• TASKS AND EXERCISES
1: In the email exchange about message signatures, what government standard in Italy is named for sending emails with an integrated integrity check?
2: Resume the email exchange about message signatures and encryption, writing on from its final sentence.

• TEXT SECTION
Il giorno mer 24 lug 2024 alle ore 22:24 Scott Johnson <
sc...@spacelypackets.com> ha scritto:

>
>
> > it would
> > be break signatures (eg on API payloads and on emails,
>
> Funny you should mention email, as I am in the process of constructing a
> working implementation in a dedicated multi-world simulation network. I
> don't see smtp to be so difficult.  The rest of the more modern functions
> tangental to smtp, like DMARC, smtps, etc. can come after this return to
> first principles.
>

I'm mostly concerned about signatures for integrity check and sender
identity check. PGP and its derivatives, for example (here in Italy we have
the PEC system, a government standard to send emails with integrated
integrity check, it would be broken).


> API payloads?  Via what delivery?  http(s)?  Not breaking that would come
> down to good parsing.


Any delivery, with an integrity signature system.


> > and it wouldn't
> > work on transmissions which are encrypted on a message level (encrypted
> > documents, emails).
>
> Again, users who are encrypting messages will understand the "country
> code" analogy, IMHO.  It is rocket science, after all :)
>

Still we'll present to the end user a possibly broken URI, exposing them to
phishing and other nasty things.

• STORED DATA
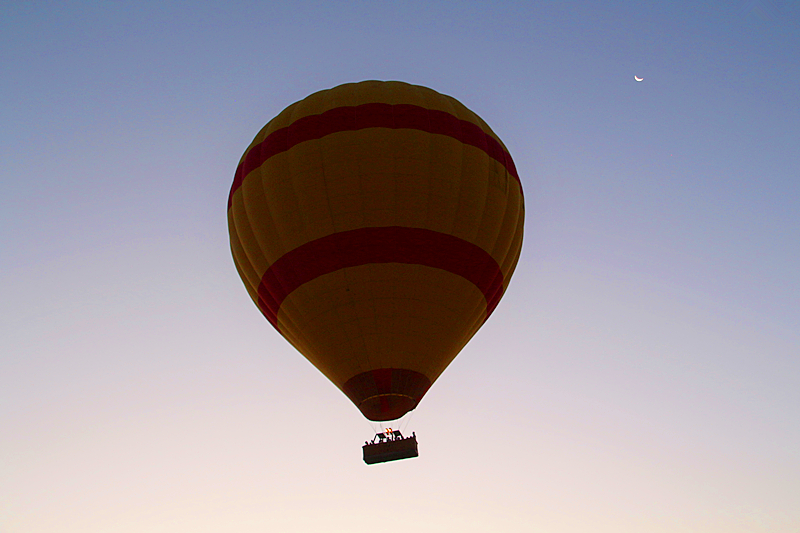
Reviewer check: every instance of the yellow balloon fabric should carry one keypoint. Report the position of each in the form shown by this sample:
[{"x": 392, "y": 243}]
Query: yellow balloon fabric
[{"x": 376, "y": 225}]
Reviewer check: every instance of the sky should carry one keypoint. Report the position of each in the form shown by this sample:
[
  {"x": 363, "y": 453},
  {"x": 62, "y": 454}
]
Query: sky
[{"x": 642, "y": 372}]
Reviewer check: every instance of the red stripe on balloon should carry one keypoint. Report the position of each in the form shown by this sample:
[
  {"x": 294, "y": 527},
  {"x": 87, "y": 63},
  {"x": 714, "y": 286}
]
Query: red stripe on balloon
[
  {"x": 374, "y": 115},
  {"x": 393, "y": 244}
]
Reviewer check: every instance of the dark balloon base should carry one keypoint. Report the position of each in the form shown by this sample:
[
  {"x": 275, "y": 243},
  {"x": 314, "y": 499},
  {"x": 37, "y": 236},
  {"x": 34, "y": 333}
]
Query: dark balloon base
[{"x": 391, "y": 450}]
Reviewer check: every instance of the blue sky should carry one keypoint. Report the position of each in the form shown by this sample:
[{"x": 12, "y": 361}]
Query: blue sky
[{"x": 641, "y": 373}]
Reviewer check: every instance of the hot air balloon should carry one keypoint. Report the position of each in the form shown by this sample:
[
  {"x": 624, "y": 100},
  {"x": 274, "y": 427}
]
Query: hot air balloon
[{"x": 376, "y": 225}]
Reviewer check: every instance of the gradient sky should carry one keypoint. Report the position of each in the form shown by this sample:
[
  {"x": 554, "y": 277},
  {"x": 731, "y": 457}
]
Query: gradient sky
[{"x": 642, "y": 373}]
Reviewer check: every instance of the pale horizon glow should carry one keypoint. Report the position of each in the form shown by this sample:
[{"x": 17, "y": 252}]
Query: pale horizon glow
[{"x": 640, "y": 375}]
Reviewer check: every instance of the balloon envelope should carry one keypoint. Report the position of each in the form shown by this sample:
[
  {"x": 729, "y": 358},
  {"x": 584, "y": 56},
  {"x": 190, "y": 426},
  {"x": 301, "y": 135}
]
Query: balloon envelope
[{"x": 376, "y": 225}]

• FINAL ANSWERS
1: The PEC system.

2:
> >
> > Why are you against leaving the current TLDs implicitly on Earth by
> > default?
>
> Why do you think I am.  Just to be sure, can you expound on what that
> means, exactly?  Use only new, discrete TLDs on other worlds?  I have no
> problem with that.  I have already been willing to back off a new TLD on
> Earth because of the cost/paperwork/etc necessary.  Given that we can map
> 3rd level domains to the same hierarchy to access off world resources,
> with no change necessary to the terrestrial DNS, it was a technical
> solution that worked and prevented having to run the ICANN gauntlet
> with a dump truck full of cash.
>

If using local hierarchies is somewhat needed, I'll default the currently
existing TLDs on the Earth, while defining new hierarchies for the other
planets. "org." will be on the Earth, "org.mars." on Mars. It would
introduce some asymmetry, giving the Earth a special place, but Earth is
indeed special.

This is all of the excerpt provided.